# EXTRACT PROVIDED

If the combination of VSL_SS_MISSING_VALS and any other estimate parameter are passed into the Compute routine, only the algorithm for processing missing values is called.

The example below shows a typical MI usage scenario:

#include "mkl_vsl.h"
 
#define DIM    3                     /* dimension of the task */
#define N   10000                    /* number of observations */
#define M    VSL_SS_MI_PARAMS_SIZE  /* number of MI parameters */
#define M_VALUE    9                 /* total number of missing values */
#define M_COPIES   5                 /* number of sets of imputed values */
int main()
{
int status;
VSLSSTaskPtr task;
MKL_INT i;
double x[DIM * N]; /* matrix of observations */
double W[2];
double mean[DIM], r2m[DIM], c2m[DIM];
MKL_INT p, n, xstorage;
double em_iter_num, da_iter_num, em_accuracy, copy_num, missing_value_num; 
double params[M], simul_missing_vals[M_VALUE * M_COPIES];
MKL_INT nparams = M, simul_missing_val_n = M_VALUE * M_COPIES;
 
 /* Pre-process the dataset and mark entries of missing values with VSL_SS_DNAN */
...
 
/* Parameters of the task and initialization */
p = DIM;
n = N;
xstorage = VSL_SS_MATRIX_STORAGE_ROWS;
 
/* Parameters of the MI algorithm */
em_iter_num       = 100;
da_iter_num       = 10;
em_accuracy       = 0.001;
copy_num          = M_COPIES;
missing_value_num = M_VALUE;
params[0] = em_iter_num;
params[1] = da_iter_num;        
params[2] = em_accuracy;       
params[3] = copy_num;          
params[4] = missing_value_num;
 
/* Create a task */
status = vsldSSNewTask( &task, &p, &n, &xstorage, x, 0, 0 );
 
/* Initialize the task parameters */
status = vsldSSEditMissingValues( task, &nparams, params, 0, 0,
                                  0, 0, &simul_missing_val_n,
                                  simul_missing_vals, 0, 0 );
 
/* Generate m_values copies of missing value sets */
status = vsldSSCompute(task, VSL_SS_MISSING_VALS, VSL_SS_METHOD_MI );
 
/* Use the task to analyze the complete datasets */
W[0] = 0.0; W[1] = 0.0;
for ( i = 0; i < p; i++ )

# LISTED RECORDS
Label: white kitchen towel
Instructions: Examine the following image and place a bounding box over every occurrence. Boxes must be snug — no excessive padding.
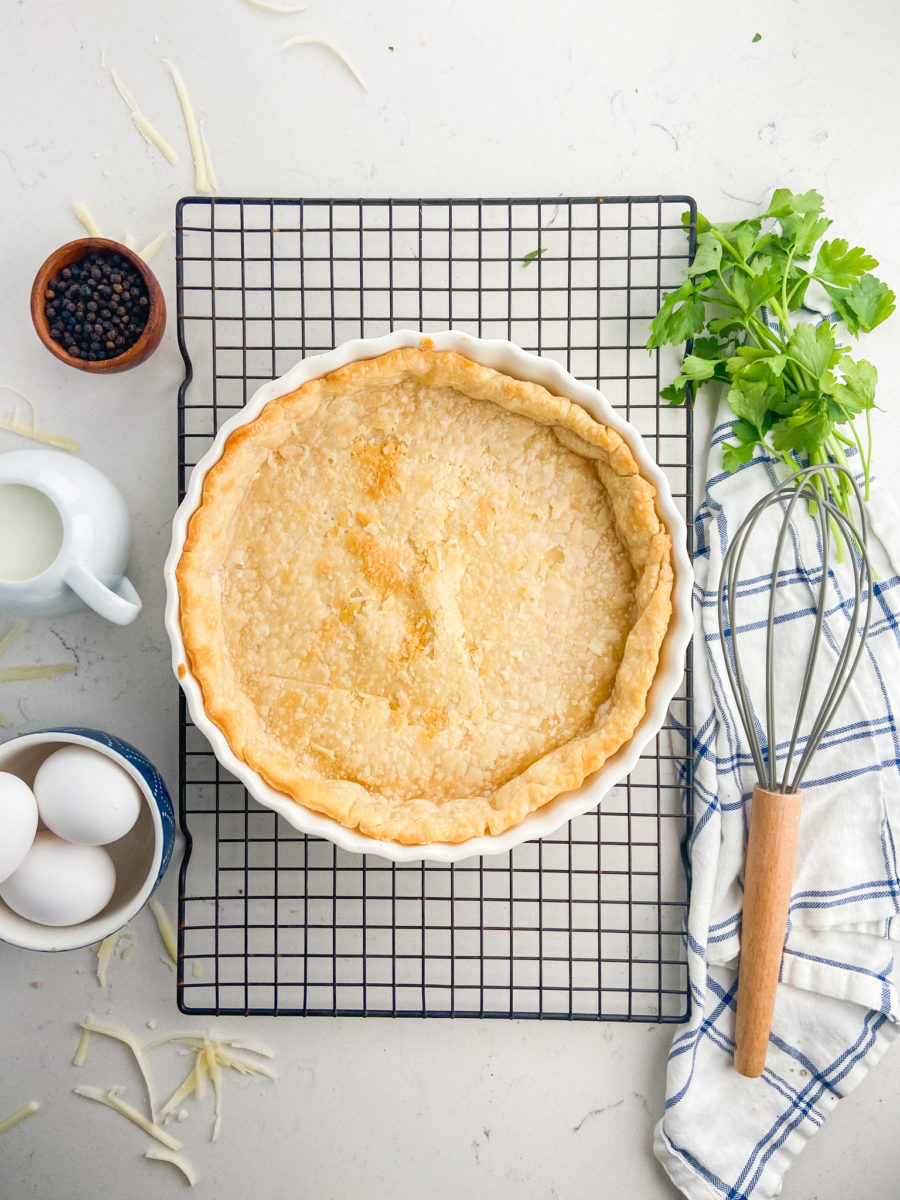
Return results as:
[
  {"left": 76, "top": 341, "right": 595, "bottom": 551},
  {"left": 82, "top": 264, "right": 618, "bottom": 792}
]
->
[{"left": 654, "top": 388, "right": 900, "bottom": 1200}]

# WHAT TO WORK ON
A. Translate this sentence from the multiple imputation excerpt into Spanish: "If the combination of VSL_SS_MISSING_VALS and any other estimate parameter are passed into the Compute routine, only the algorithm for processing missing values is called."
B. Retype the part of the multiple imputation excerpt starting with "If the combination" and going on through "values is called.".

# SOLUTION LIST
A. Si la combinación de VSL_SS_MISSING_VALS y cualquier otro parámetro de estimación se pasa a la rutina Compute, solo se llama al algoritmo de procesamiento de valores faltantes.

B.
If the combination of VSL_SS_MISSING_VALS and any other estimate parameter are passed into the Compute routine, only the algorithm for processing missing values is called.